### Exercise
Output the data below verbatim, starting at the line containing "of the purple" and ending at the line containing "Target: purple backpack", with both of those lines included. Omit the pictures.

### Records shown

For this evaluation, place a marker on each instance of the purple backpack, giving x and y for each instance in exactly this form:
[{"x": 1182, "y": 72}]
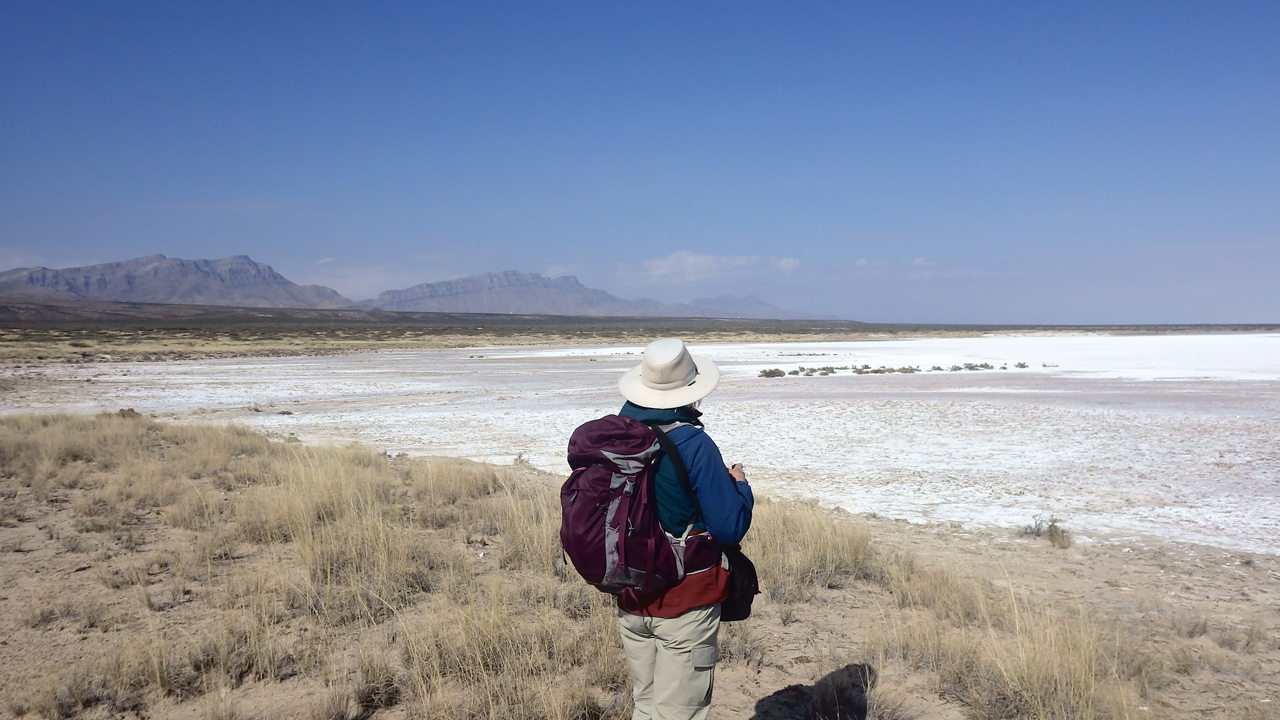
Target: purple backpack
---
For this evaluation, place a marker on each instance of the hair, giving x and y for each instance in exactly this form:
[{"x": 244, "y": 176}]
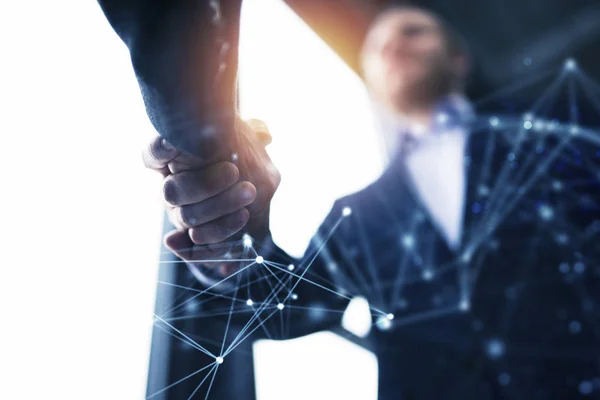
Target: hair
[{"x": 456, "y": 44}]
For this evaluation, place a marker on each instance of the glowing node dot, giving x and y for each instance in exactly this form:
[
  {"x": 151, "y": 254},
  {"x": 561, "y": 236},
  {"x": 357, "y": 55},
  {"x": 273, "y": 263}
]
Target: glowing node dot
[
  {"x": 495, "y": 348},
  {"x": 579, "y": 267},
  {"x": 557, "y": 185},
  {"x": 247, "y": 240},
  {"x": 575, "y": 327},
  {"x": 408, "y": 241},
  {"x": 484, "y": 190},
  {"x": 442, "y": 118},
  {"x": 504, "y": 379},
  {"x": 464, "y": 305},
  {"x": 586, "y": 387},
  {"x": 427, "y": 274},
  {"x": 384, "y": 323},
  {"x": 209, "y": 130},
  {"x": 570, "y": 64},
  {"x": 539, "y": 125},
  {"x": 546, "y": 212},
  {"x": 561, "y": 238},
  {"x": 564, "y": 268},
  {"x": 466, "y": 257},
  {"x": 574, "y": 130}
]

### Right answer
For this evaluation, place a marker on each instance of the purple backpack, giving x and y for each instance in exactly this form:
[{"x": 1182, "y": 72}]
Target: purple backpack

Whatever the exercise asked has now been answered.